» **Цитируемый фрагмент**:
И все же до двенадцати лет я был твоим, папа, и если есть во мне что-то, чем ты можешь гордиться, то оно от тебя. Спасибо тебе, дорогой.

Школьник 1893–1900

Глава 6

1

В летние каникулы 1894 года я прочел «Завоевание Мексики» Прескотта и выучил наизусть стихотворение Уильяма Аллингема (да, то самое). Как я выяснил, это была часть летнего задания в Вестминстере. Я намеревался понравиться учителю, добровольно осилив за лето учебную программу, — и немедленно убедился, что инициатива не вознаграждается. Никто не просил меня продекламировать стихотворение, никто не жаждал разделить со мной мои познания о Мексике. Однако я не сдавался. Ничто не могло погасить мой боевой дух, пока я не сравняюсь с Кеном.

Кен опережал меня на год. Я был еще в младшей школе, мы не могли даже вместе ходить на математику. Я из кожи вон лез, изучая классические языки, а Кен никуда не спешил, и в январе я его догнал.

Следующий триместр стал для меня счастливым. Я наконец-то учился в старшей школе и к тому же был одним из лучших по математике. Впервые в жизни мне нравилась латынь (наверное, потому, что мы изучали Марциала, а он писал намного увлекательнее Цезаря, хоть и уступал ему в военном искусстве). Даже в греческом я с удовольствием расширил свой кругозор, более не ограничивая его фонтанами. Полагаю, и погода стояла хорошая — запамятовал. Во всяком случае, общее впечатление от весны 1894 года осталось самое солнечное.

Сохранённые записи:

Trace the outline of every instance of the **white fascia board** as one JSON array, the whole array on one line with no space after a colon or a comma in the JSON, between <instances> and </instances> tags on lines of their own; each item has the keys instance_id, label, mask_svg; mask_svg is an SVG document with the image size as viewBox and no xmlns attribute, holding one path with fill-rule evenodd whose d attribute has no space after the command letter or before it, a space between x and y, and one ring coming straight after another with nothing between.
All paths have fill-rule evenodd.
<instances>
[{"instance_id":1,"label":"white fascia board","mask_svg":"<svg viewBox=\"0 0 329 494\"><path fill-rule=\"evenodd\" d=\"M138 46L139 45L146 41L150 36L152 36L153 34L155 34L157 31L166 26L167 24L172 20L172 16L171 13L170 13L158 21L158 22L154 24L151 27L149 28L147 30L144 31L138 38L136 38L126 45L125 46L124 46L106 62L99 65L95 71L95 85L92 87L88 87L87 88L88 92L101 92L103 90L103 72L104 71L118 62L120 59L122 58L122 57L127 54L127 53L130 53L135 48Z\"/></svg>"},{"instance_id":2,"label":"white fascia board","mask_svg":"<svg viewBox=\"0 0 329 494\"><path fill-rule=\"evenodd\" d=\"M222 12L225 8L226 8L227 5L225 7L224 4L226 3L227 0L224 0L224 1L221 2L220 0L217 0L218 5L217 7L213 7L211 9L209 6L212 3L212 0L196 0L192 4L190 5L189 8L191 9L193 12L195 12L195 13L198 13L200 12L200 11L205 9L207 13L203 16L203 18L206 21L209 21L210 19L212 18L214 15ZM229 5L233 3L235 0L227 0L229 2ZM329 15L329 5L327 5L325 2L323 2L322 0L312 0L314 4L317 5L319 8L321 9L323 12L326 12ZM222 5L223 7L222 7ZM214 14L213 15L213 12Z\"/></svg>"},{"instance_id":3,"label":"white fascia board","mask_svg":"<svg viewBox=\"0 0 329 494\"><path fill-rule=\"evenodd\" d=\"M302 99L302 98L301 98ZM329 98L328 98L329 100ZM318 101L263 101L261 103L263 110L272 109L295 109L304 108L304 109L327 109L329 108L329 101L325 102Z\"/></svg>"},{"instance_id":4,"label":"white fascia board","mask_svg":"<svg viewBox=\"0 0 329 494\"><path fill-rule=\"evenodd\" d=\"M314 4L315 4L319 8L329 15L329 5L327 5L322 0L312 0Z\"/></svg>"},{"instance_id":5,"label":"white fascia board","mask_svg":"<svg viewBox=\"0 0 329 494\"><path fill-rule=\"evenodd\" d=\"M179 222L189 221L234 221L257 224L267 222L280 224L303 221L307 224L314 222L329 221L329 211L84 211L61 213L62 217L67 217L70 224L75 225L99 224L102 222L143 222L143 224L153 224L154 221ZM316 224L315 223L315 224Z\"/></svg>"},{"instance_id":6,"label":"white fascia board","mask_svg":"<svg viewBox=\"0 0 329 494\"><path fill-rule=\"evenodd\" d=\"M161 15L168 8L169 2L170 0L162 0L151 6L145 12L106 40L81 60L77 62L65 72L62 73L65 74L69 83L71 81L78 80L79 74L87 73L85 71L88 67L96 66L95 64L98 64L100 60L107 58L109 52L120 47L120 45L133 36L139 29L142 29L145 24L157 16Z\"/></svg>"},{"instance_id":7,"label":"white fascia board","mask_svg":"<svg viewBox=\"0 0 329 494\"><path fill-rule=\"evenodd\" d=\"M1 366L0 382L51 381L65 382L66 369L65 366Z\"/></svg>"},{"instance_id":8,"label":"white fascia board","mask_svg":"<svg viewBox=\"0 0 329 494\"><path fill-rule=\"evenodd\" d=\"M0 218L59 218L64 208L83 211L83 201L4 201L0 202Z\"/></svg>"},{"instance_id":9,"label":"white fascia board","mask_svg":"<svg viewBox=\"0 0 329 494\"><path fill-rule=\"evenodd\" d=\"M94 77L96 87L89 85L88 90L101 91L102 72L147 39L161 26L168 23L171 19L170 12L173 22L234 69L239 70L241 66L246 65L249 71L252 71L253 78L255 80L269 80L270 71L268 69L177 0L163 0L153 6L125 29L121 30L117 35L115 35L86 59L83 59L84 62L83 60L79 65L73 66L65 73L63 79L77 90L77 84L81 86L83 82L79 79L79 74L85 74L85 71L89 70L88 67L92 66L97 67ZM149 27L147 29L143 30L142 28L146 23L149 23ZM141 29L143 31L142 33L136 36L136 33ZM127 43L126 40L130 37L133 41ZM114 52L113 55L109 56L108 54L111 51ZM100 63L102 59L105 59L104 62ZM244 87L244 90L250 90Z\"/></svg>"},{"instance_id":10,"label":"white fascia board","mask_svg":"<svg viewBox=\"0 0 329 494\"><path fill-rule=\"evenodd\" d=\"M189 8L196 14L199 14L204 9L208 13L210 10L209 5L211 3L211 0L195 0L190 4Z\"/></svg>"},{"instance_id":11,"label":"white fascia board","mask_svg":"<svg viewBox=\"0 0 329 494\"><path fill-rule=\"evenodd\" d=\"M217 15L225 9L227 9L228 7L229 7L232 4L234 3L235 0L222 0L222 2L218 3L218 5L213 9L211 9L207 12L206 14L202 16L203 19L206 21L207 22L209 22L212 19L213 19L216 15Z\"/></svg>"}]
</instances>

» **Пункт задания 1**:
Какую книгу Прескотта рассказчик прочел в летние каникулы 1894 года, согласно фрагменту?
» **Пункт задания 2**:
Изложите содержание фрагмента в двух предложениях.
» **Пункт задания 3**:
Пожалуйста, перепишите дословно отрезок фрагмента от слов «Следующий триместр стал» до слов «осталось самое солнечное.» включительно.

» **Результат 1**:
«Завоевание Мексики».

» **Результат 2**:
Летом 1894 года рассказчик прочел «Завоевание Мексики» Прескотта и выучил наизусть стихотворение Аллингема, намереваясь понравиться учителю, но никто не проявил интереса к его стараниям. В январе он догнал Кена, и следующий триместр в старшей школе, где он был одним из лучших по математике и впервые полюбил латынь, стал для него счастливым.

» **Результат 3**:
Следующий триместр стал для меня счастливым. Я наконец-то учился в старшей школе и к тому же был одним из лучших по математике. Впервые в жизни мне нравилась латынь (наверное, потому, что мы изучали Марциала, а он писал намного увлекательнее Цезаря, хоть и уступал ему в военном искусстве). Даже в греческом я с удовольствием расширил свой кругозор, более не ограничивая его фонтанами. Полагаю, и погода стояла хорошая — запамятовал. Во всяком случае, общее впечатление от весны 1894 года осталось самое солнечное.